- WHAT IS REQUIRED
Set down every line of the listing below verbatim, omitting the pictures from your answer.

-- START THE INPUT --

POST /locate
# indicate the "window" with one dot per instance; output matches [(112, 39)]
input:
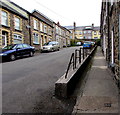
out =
[(49, 31), (4, 38), (45, 28), (81, 33), (84, 32), (89, 37), (4, 19), (17, 23), (35, 24), (17, 39), (41, 26), (95, 32), (70, 37), (89, 32), (35, 38), (95, 37), (20, 46), (26, 46)]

-- END THE INPUT --

- TASK SOLUTION
POST /locate
# indicate the "window" with one dot per instance; output matches [(112, 39)]
input:
out =
[(49, 31), (4, 38), (45, 28), (81, 33), (84, 32), (89, 37), (4, 19), (17, 23), (35, 24), (17, 39), (41, 26), (95, 32), (70, 37), (89, 32), (35, 38), (95, 37), (20, 46), (26, 46)]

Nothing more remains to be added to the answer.